What to work on: Put each of the entries below into a two-column CSV with the headers "prompt" and "outline": one row per entry, the entry's full text in the first column and its answer in the second. Wrap every field in double quotes, replace line breaks with spaces, and leave out the picture.

□ □ □

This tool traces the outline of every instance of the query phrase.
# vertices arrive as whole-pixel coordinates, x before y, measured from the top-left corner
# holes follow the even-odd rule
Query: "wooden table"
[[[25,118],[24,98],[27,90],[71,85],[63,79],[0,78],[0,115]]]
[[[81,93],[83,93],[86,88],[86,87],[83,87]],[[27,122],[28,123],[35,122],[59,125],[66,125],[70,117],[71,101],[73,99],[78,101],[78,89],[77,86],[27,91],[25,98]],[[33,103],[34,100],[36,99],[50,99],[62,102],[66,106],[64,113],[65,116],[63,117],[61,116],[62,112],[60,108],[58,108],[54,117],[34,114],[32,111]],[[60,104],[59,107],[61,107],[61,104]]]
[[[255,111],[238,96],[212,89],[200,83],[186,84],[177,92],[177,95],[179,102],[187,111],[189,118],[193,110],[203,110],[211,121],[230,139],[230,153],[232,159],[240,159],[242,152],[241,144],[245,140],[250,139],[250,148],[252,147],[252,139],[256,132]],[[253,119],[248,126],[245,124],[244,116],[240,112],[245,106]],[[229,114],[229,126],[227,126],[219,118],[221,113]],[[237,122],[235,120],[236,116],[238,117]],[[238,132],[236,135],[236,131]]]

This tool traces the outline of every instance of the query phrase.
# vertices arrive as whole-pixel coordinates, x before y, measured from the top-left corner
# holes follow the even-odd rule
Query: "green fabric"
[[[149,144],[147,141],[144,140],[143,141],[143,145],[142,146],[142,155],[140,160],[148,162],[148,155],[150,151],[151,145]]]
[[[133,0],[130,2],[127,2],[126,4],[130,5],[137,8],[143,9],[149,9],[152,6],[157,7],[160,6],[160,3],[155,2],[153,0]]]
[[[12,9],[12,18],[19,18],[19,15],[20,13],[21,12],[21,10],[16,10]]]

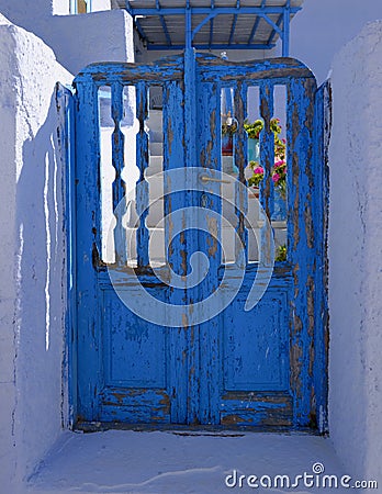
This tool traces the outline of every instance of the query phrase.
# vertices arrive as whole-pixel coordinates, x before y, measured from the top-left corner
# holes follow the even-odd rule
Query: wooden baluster
[[[114,228],[115,263],[124,266],[127,262],[126,229],[122,225],[122,218],[126,213],[126,184],[122,179],[124,168],[124,135],[121,131],[123,119],[123,86],[121,82],[112,83],[112,119],[114,132],[112,134],[112,164],[115,169],[113,181],[113,212],[116,218]]]
[[[149,232],[146,226],[148,215],[149,188],[145,179],[145,170],[148,167],[148,135],[145,131],[145,121],[148,116],[147,83],[138,82],[136,86],[136,115],[139,122],[139,132],[136,136],[136,162],[139,169],[139,179],[136,187],[136,212],[139,217],[136,233],[136,250],[138,267],[149,265],[148,240]]]
[[[245,169],[247,167],[247,133],[244,130],[244,121],[247,116],[247,86],[241,81],[235,88],[235,119],[237,132],[234,134],[235,166],[238,176],[235,183],[235,210],[238,218],[235,235],[235,260],[240,267],[248,263],[248,231],[245,218],[248,213],[248,192],[246,190]]]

□ □ □

Complete answer:
prompt,outline
"This tool traces the outline of every instance of the query phrase. # vertices arrive as whole-pixel coordinates, x before y, measured from the top-left corner # holes follow the even-odd rule Query: ""wooden table""","[[[25,118],[24,98],[27,90],[71,85],[63,79],[0,78],[0,115]]] [[[81,93],[83,93],[86,88],[86,87],[83,87]],[[27,122],[28,123],[35,122],[59,125],[66,125],[70,117],[71,101],[73,99],[78,101],[78,89],[77,86],[27,91],[25,98]],[[33,103],[34,100],[36,99],[50,99],[62,102],[66,106],[64,113],[65,116],[63,117],[61,116],[62,112],[60,108],[58,108],[54,117],[34,114],[32,111]],[[60,104],[59,107],[61,107],[61,104]]] [[[255,111],[238,96],[212,89],[200,83],[186,84],[177,92],[177,95],[179,102],[187,111],[189,118],[193,110],[203,110],[211,121],[230,139],[230,153],[232,159],[240,159],[242,152],[241,144],[245,140],[250,139],[250,148],[252,147],[252,139],[256,132]],[[253,119],[248,126],[245,124],[244,116],[240,112],[245,106]],[[229,114],[229,126],[227,126],[219,118],[221,113]],[[237,122],[235,120],[236,116],[238,117]],[[238,132],[236,135],[236,131]]]"
"This tool traces the outline of every instance of the query phrase. # vertices arrive as whole-pixel coordinates, x before y, measured from the top-left corner # holes follow the even-odd rule Query: ""green fabric""","[[[149,144],[147,141],[144,140],[143,141],[143,145],[142,146],[142,155],[140,160],[148,162],[148,155],[150,151],[151,145]]] [[[133,0],[130,2],[127,2],[126,4],[130,5],[137,8],[143,9],[149,9],[152,6],[157,7],[160,6],[160,3],[155,2],[153,0]]] [[[12,9],[12,18],[19,18],[19,15],[20,13],[21,12],[21,10],[16,10]]]"
"This tool traces the outline of every instance of the query phrase. # vertices arrive as whole-pixel coordinates, x before y, measured from the top-left corner # holes follow the even-odd rule Query: wooden baluster","[[[114,228],[115,263],[124,266],[127,262],[126,229],[122,225],[122,218],[126,213],[126,184],[122,179],[124,168],[124,135],[121,131],[123,119],[123,86],[121,82],[112,83],[112,119],[114,132],[112,134],[112,164],[115,169],[113,181],[113,212],[116,218]]] [[[149,232],[146,226],[148,215],[149,188],[145,179],[145,170],[148,167],[148,135],[145,131],[145,121],[148,116],[147,83],[138,82],[136,86],[136,115],[139,122],[139,132],[136,136],[136,162],[139,169],[139,179],[136,187],[136,212],[139,217],[136,233],[136,250],[138,267],[149,265],[148,240]]] [[[245,169],[247,167],[247,133],[244,130],[244,121],[247,116],[247,86],[241,81],[235,88],[235,119],[237,132],[234,134],[235,166],[238,176],[235,183],[235,210],[238,218],[235,235],[235,260],[240,267],[248,263],[248,231],[245,218],[248,213],[248,192],[246,190]]]"